WHAT THE TASK ASKS:
Render each line of the listing below as a row in a Markdown table with the columns "Row" and "Line", skipping blank lines and leaving out the pictures.
DATA TO PROCESS start
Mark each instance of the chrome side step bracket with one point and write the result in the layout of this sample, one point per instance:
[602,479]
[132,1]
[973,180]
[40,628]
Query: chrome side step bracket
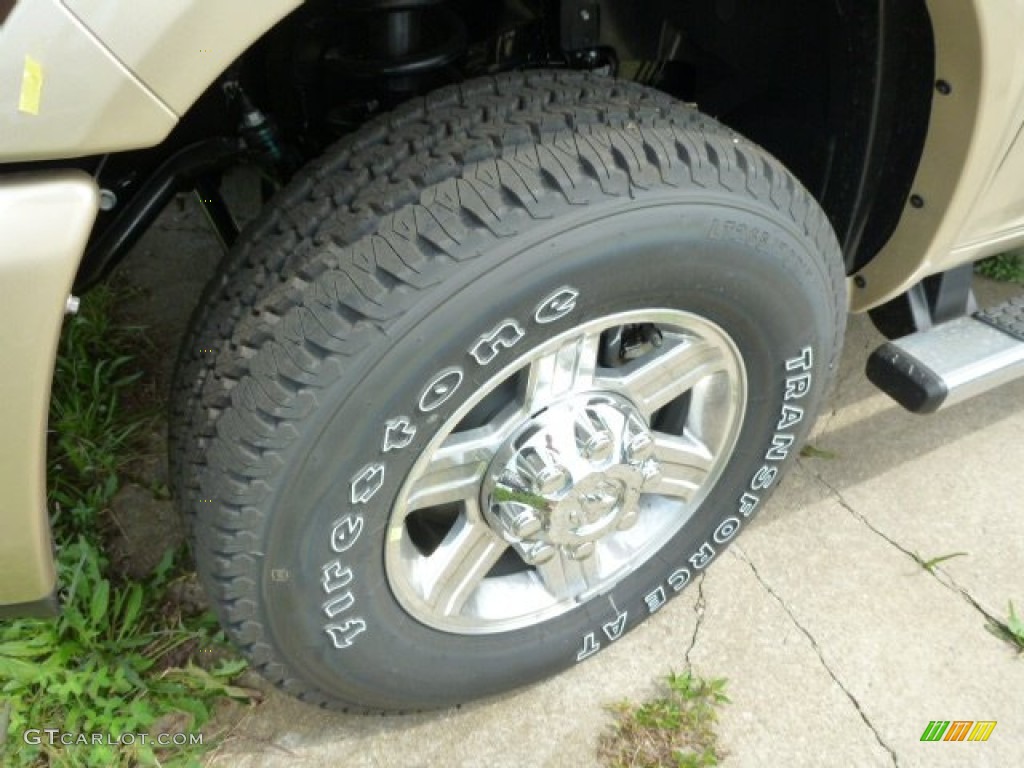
DATA TO PROCESS end
CORRECT RESULT:
| Row | Line |
|---|---|
| 1 | Mark each instance of the chrome side step bracket with one point and write the result in the layout of this sample, one point per instance: |
| 2 | [602,479] |
| 3 | [132,1] |
| 4 | [973,180] |
| 5 | [40,628] |
| 6 | Query: chrome side step bracket |